═══ PROVIDED TEXT ═══
For readability, I’ve “translated” some of the mathematical statements into what I think is an abbreviated form. Table 1.1 gives a brief list.

tri.(ABΓ) | The triangle with vertices A, B, Γ. |

sq.(AB) | The square with side AB. |

rect.(AB,ΓΔ) | The rectangle with sides AB, ΓΔ. |

rect.(AΓ) | The rectangle about the diagonal AΓ. |

rect.(ABΓ) | The rectangle with sides AB and BΓ. |

quad.(AΓ) | The quadrilateral about the diagonal AΓ. |

pllg.(AB,BΔ) | The parallelogram with sides AB, BΔ. |

pllg.(AB,ΓΔ) | The parallelogram with sides equal to AB, ΓΔ. |

pllg.(AΓ) | The parallelogram about the diagonal AΓ. |

A : B :: Γ : Δ | As A is to B, so too is Γ to Δ. |

dup.(A : B) | The duplicate ratio of A : B. |

(A : B) comp. (Γ : Δ) | The ratio compounded from the ratios A : B and Γ : Δ |

arc(AB) | The arc from A to B (or through both). |

One downside to this approach is that it does over-distill some of the Greek phrasing, but it makes for more readable English. For example, Eutocius often makes statements within statements: he might say something like “Therefore A is to B, that is C, as D is to E.” This can be cumbersome to translate, especially when trying to use equation-style formatting for readability. In a situation such as this, I have tended to overly notate, and render the statement as \begin{align} \text{A : B} & = \text{A : C} \\\\ & = \text{D : E.} \end{align}

A general point: Greek texts do not label points in the same way that we tend to today. By this I mean that Greek texts freely interchange ΑΒ and ΒΑ, or seemingly randomly order the vertices of a triangle ΑΒΓ, ΒΑΓ, ΒΓΑ, etc. As I work frequently with the Greek texts, the practice carries over both to my own translations (where it is justified) and to my supplementary notes and commentary (where it is not). This, I think, points out how *critical* it is for a reader, be he ancient or modern, to have a diagram at hand.
═══
_TASK REQUIREMENTS_: Please copy the note on notation from "A general point: Greek" to "diagram at hand.", substituting "figure" for "diagram".
═══ RECORDED INFORMATION ═══
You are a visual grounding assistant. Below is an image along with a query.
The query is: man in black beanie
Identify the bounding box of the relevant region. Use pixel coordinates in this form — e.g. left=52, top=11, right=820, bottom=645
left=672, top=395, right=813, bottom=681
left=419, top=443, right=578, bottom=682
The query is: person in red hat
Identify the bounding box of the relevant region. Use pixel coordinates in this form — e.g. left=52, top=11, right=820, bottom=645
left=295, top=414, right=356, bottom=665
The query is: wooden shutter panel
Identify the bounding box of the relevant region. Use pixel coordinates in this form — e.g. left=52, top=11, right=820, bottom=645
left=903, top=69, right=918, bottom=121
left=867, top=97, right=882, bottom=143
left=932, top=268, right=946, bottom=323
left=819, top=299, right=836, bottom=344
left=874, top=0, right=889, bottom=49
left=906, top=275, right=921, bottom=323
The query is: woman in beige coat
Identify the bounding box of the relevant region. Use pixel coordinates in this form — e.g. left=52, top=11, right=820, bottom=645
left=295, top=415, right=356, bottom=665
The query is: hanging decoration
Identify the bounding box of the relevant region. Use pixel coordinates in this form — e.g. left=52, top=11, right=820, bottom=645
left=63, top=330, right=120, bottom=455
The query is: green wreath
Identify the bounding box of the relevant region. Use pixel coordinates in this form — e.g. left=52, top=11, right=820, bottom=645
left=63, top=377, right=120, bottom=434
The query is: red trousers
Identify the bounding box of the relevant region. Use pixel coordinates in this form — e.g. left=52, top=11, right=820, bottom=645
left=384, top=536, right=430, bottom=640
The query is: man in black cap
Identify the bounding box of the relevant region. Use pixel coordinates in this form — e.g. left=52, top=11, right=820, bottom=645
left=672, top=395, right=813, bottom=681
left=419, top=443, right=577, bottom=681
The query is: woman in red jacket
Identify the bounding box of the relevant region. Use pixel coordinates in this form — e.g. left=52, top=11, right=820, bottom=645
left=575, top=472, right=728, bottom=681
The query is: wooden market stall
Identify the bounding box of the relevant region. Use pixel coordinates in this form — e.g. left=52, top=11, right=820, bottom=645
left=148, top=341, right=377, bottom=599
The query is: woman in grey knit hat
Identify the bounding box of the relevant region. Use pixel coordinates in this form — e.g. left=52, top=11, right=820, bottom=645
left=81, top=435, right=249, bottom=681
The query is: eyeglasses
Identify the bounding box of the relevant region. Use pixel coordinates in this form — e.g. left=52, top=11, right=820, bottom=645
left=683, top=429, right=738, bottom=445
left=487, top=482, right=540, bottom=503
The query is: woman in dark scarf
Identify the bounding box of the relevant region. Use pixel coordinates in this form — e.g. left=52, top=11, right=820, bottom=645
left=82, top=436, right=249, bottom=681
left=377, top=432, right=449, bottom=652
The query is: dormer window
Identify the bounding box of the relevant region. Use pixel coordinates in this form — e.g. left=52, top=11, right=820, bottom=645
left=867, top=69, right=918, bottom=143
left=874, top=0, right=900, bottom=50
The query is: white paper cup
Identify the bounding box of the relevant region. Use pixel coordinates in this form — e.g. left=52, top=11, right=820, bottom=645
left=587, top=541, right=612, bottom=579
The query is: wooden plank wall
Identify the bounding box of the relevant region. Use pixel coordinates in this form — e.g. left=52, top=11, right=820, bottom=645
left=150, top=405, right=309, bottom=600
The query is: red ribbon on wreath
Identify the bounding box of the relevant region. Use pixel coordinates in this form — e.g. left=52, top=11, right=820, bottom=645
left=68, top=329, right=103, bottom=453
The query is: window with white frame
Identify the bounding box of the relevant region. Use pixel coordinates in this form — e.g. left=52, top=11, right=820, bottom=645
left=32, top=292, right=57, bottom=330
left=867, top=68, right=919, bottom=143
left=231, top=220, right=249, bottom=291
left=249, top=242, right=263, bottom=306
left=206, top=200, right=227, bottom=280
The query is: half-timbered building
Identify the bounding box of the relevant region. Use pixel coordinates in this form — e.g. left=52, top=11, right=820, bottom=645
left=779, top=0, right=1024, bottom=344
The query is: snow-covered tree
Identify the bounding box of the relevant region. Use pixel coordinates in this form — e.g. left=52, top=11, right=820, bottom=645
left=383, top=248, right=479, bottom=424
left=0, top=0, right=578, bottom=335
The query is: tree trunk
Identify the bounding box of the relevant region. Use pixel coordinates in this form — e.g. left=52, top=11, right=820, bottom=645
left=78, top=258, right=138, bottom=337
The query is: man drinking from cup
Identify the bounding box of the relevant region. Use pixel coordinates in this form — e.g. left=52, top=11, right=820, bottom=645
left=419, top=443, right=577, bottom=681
═══
_CORRECT RESPONSE_:
A general point: Greek texts do not label points in the same way that we tend to today. By this I mean that Greek texts freely interchange ΑΒ and ΒΑ, or seemingly randomly order the vertices of a triangle ΑΒΓ, ΒΑΓ, ΒΓΑ, etc. As I work frequently with the Greek texts, the practice carries over both to my own translations (where it is justified) and to my supplementary notes and commentary (where it is not). This, I think, points out how *critical* it is for a reader, be he ancient or modern, to have a figure at hand.